**Set tasks:**
a. In the nfsd patch discussion, list every function that is called in the patch lines beginning with a plus sign.
b. Carry on the nfsd patch discussion from its final sentence, keeping the same reply and tone.

From: Kinglong Mee <kinglongmee-Re5JQEeQqe8AvxtiuMwx3w@public.gmane.org>
To: NeilBrown <neilb-l3A5Bk7waGM@public.gmane.org>
Cc: "J. Bruce Fields"
<bfields-uC3wQj2KruNg9hUCZPvPmw@public.gmane.org>,
linux-fsdevel-u79uwXL29TY76Z2rM5mHXA@public.gmane.org,
"linux-nfs-u79uwXL29TY76Z2rM5mHXA@public.gmane.org"
<linux-nfs-u79uwXL29TY76Z2rM5mHXA@public.gmane.org>,
Al Viro <viro-RmSDqhL/yNMiFSDQTTA3OLVCufUGDwFn@public.gmane.org>,
Trond Myklebust
<trond.myklebust-7I+n7zu2hftEKMMhf/gKZA@public.gmane.org>
Subject: Re: [PATCH 4/4] nfsd: Pin to vfsmnt instead of mntget
Date: Wed, 13 May 2015 20:55:47 +0800 [thread overview]
Message-ID: <555349D3.1020903@gmail.com> (raw)
In-Reply-To: <555343CA.6010307-Re5JQEeQqe8AvxtiuMwx3w@public.gmane.org>
On 5/13/2015 8:30 PM, Kinglong Mee wrote:
> On 5/13/2015 12:25 PM, NeilBrown wrote:
>> On Mon, 11 May 2015 21:08:47 +0800 Kinglong Mee <kinglongmee-Re5JQEeQqe8AvxtiuMwx3w@public.gmane.org> wrote:
>>
>>> On 5/8/2015 9:47 PM, J. Bruce Fields wrote:
>>>> On Fri, May 08, 2015 at 02:40:31PM +1000, NeilBrown wrote:
>>>>> Thanks for this patch. It looks good!
>>>>>
>>>>> My only comment on the code is that I would really like to see a
>>>>> "path_get_pin()" and "path_put_unpin()" rather than open coding:
>>>>>
>>>>>> + dget(item->ek_path.dentry);
>>>>>> + pin_insert_group(&new->ek_pin, item->ek_path.mnt, NULL);
>>>>>
>>>>> and
>>>>>
>>>>>> + dput(key->ek_path.dentry);
>>>>>> + pin_remove(&key->ek_pin);
>>>>>
>>>>>
>>>>> But the question you raise is an important one: Exactly which filesystems
>>>>> should be allowed to be unmounted?
>>>>> This is a change in behaviour - is it one that people uniformly would want?
>>>>>
>>>>> The kernel doesn't currently know which file systems were explicitly listed
>>>>> in /etc/exports, and which were found by following a 'crossmnt'.
>>>>> It could guess and allow the unmounting of anything below a 'crossmnt', but I
>>>>> wouldn't be comfortable with that - it is error prone.
>>>>>
>>>>> mountd does know what is in /etc/exports, and could tell the kernel.
>>>>> For the expkey cache, we could always use path_get_pin.
>>>>> For the export cache (where flags are available) we could use path_get
>>>>> or path_get_pin depending on some new flag.
>>>>>
>>>>> I'm not really sure it is worth it. I would rather the filesystems could
>>>>> always be unmounted. But doing that could possibly break someone's work
>>>>> flow. Maybe.
>>>>>
>>>>> Or maybe I'm seeing problems where there aren't any.
>>>>>
>>>>> Anyone else have an opinion?
>>>>
>>>> The undisputed bug here was negative cache entries preventing unmount.
>>>> So most conservative might be just to purge negative entries.

**Given information:**
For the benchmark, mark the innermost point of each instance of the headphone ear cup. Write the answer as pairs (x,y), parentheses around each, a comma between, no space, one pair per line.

**Responses for each task:**
a. dget, pin_insert_group, dput, pin_remove

b.
>>>
>>> I'd like this,
>>> if the cache is valid, user should not be allowed to umount the filesystem.
>>>
>>>>
>>>> Otherwise, the only guarantees I think we've really had is that we won't
>>>> allow unmount if you hold any actual state on the filesystem (NLM locks,
>>>> NFSv4 locks, opens, or delegations).
>>>
>>> Those resources hold the reference of vfsmnt.
>>>
>>>>
>>>> If a filesystem is exported but no clients hold state on it, then it's
>>>> currently mostly chance whether the unmount succeeds or not. So we're
>>>> probably free to change the behavior in this case. I'd be inclined to
>>>> allow the unmount, but haven't thought this through carefully.
>>>
>>> If client mount a nfsserver succeed without holds state,
>>> nfs server umounts the exported filesystem,
>>> client also think the filesystem is valid, but it is umounted.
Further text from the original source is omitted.